短い練習 A: 下にある証明のページのコードでは、どのパッケージが読み込まれていますか。

出典の抜粋:
#####

((P⇒Q)⇒R)⇒(((Q⇒P)⇒S)⇒¬¬(R∨S))
証明
https://scrapbox.io/files/65e7f68e9c4a7f00251bde35.svg
code:proof.tikz(tex)
\usepackage{fitch}
\usepackage{amsmath}
\begin{document}
$\Large\begin{nd}
\hypo {h1} {(P\implies Q)\implies R}
\open
\hypo {h2} {(Q\implies P)\implies S}
\open
\hypo {h3} {\lnot(R\lor S)}
\open
\hypo {q} {Q}
\open
\hypo {p1} {P}
\have {p2} {Q} \r{q}
\close
\have {q2} {P\implies Q} \ii{p1-p2}
\have {r} R \ie{q2,h1}
\have {3} {R\lor S} \oi{r}
\have {4} {\bot} \ne{h3,3}
\have {qe} {P} \be{4}
\close
\have {2} {Q\implies P} \ii{q-qe}
\have {3} {S} \ie{h2,2}
\have {4} {R\lor S} \oi{3}
\have {5} {\bot} \ne{h3,4}
\close
\have {6} {\lnot\lnot(R\lor S)} \ii{h3-5}
\close
\end{nd}$
\end{document}

#####

位置指定とラベル付けの項目
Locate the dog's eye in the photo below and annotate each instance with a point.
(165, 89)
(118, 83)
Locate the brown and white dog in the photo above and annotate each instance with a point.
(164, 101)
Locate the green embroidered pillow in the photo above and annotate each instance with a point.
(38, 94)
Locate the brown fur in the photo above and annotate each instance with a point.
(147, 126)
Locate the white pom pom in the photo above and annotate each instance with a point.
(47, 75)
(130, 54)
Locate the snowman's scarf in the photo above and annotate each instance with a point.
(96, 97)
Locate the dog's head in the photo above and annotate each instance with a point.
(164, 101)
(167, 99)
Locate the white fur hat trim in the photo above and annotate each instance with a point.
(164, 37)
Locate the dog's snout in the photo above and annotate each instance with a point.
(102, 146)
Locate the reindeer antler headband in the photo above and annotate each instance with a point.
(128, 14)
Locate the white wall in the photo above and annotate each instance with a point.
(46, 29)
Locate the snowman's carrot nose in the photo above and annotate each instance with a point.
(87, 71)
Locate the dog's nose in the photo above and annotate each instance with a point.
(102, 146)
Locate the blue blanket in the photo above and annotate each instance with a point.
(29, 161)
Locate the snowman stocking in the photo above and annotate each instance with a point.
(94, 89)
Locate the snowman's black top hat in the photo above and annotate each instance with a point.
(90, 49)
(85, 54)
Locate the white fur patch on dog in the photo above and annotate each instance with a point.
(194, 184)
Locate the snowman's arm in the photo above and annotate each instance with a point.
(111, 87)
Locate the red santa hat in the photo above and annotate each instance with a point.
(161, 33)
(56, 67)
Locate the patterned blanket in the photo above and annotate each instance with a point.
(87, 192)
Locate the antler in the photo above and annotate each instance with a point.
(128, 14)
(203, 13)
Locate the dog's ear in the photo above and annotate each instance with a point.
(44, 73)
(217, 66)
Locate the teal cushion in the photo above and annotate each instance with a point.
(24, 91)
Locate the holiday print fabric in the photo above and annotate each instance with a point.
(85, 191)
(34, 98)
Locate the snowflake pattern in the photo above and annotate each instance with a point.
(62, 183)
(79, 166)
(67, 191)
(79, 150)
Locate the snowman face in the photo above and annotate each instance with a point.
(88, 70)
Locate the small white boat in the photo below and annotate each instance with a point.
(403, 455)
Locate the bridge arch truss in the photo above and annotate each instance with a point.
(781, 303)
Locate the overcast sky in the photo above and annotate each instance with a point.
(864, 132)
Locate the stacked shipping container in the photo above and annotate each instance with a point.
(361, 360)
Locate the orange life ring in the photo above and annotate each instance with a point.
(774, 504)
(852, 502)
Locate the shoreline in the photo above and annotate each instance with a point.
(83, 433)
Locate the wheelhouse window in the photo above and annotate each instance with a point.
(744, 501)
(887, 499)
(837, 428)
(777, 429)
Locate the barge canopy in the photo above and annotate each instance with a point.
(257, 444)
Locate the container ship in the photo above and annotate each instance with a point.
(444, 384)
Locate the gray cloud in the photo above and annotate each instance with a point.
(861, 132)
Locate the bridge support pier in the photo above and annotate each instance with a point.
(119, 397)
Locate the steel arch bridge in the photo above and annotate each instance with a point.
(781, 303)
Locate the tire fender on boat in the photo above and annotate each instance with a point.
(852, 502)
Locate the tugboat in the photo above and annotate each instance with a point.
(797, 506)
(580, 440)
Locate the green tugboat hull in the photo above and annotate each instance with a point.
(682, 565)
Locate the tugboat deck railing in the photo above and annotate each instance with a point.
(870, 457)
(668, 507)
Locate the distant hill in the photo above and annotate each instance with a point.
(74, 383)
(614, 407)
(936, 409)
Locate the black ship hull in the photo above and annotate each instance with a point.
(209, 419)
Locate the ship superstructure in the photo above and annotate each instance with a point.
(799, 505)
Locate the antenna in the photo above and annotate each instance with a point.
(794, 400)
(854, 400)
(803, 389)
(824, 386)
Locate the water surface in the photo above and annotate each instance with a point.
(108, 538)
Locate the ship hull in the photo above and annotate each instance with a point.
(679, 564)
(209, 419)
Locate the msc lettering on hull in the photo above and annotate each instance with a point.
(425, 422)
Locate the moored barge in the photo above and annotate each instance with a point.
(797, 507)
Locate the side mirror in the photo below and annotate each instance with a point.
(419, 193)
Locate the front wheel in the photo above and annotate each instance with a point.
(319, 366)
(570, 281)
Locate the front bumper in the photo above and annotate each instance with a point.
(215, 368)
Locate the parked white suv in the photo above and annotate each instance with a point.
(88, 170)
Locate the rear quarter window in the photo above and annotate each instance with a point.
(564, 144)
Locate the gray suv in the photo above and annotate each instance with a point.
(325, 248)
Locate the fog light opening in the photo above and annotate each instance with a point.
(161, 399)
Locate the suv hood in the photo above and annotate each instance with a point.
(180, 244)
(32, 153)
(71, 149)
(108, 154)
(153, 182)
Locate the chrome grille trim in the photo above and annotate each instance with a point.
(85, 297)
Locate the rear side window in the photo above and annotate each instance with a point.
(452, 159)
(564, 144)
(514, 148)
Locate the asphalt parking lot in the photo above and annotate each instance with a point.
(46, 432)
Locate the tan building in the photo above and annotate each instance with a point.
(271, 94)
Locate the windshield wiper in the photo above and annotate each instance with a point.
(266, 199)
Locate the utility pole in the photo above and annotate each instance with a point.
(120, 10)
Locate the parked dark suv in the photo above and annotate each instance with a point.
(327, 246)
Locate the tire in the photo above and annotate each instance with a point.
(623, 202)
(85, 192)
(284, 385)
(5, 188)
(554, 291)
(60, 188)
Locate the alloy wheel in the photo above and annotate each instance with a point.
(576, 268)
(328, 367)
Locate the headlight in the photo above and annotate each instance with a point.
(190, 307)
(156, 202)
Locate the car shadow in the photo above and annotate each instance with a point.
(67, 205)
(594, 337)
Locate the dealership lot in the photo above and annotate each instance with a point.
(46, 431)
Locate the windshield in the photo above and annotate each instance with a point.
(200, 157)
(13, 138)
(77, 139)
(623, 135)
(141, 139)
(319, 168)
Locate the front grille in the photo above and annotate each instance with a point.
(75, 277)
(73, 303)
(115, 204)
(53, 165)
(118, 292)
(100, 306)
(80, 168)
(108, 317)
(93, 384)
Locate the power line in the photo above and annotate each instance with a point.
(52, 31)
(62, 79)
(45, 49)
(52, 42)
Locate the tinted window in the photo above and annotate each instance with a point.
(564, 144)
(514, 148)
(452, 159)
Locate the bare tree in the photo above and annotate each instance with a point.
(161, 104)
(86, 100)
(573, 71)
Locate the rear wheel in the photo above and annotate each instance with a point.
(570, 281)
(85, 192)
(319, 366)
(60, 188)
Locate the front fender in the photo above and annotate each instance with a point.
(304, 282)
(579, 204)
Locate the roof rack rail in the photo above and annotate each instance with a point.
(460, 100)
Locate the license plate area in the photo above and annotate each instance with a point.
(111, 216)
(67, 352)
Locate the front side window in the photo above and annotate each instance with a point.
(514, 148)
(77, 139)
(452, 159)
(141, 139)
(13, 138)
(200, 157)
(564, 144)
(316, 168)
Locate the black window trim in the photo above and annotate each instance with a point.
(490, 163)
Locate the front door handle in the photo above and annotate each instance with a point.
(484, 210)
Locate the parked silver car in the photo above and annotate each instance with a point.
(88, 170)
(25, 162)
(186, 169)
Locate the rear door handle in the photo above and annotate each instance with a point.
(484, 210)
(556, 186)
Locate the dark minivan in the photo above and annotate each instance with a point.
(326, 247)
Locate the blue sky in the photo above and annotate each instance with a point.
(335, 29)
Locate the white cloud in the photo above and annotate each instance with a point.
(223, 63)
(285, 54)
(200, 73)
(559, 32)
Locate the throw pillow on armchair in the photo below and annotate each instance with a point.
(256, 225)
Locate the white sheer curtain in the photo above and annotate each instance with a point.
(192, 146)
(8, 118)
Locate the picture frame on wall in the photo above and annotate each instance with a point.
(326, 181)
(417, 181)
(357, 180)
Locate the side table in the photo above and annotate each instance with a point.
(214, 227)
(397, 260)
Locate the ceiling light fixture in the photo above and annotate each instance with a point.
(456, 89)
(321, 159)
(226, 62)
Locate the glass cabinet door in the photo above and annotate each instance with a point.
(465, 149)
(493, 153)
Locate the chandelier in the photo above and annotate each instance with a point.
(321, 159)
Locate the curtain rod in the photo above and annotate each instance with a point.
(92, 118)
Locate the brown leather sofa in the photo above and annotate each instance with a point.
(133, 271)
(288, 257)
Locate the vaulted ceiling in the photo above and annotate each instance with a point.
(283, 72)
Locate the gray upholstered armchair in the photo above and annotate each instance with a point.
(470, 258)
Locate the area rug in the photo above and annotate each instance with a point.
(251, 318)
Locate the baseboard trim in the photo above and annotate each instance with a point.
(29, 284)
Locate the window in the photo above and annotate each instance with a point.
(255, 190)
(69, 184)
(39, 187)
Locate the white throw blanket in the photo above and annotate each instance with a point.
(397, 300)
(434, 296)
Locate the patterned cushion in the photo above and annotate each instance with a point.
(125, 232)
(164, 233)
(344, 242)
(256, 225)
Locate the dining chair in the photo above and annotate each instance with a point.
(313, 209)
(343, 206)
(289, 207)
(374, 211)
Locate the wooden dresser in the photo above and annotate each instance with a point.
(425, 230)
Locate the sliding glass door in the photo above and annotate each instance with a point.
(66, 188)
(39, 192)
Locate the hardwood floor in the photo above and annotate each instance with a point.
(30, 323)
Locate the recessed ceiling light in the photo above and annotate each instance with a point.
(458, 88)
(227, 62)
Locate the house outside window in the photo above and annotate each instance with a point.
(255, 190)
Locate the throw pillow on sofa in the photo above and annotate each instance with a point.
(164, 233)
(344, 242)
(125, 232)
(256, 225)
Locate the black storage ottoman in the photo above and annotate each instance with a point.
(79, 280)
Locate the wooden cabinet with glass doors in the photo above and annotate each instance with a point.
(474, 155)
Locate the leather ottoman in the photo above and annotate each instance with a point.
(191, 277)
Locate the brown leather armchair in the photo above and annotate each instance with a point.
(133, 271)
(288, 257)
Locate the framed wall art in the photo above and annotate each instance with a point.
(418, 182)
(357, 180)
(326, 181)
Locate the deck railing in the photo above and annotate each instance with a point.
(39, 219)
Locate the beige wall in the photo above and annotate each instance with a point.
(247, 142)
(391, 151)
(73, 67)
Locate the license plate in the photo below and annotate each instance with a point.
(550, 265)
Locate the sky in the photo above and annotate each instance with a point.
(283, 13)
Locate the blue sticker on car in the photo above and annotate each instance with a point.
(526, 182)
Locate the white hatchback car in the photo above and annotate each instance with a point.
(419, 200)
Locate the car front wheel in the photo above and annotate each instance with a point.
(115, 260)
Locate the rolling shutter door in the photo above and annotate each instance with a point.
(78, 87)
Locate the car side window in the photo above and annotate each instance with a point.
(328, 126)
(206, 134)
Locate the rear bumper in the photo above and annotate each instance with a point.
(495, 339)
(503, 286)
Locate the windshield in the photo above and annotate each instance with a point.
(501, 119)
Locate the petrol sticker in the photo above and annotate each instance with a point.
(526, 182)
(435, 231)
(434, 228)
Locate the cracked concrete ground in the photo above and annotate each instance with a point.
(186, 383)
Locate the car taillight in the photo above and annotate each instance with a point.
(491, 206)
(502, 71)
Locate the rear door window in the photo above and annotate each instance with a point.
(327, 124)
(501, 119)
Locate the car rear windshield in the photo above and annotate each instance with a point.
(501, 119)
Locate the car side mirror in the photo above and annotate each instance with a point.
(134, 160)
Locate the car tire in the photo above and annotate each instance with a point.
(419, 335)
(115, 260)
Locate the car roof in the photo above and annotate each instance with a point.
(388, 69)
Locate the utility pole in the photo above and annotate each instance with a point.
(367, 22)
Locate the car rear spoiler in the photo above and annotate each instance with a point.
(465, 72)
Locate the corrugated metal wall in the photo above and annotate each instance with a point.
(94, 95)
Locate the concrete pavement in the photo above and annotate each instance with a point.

#####

短い練習 B: 上の行のうち、"bridge" を含む行の数を、数だけで答えてください。大文字と小文字は区別します。

出力 A: fitch と amsmath です。

出力 B: 3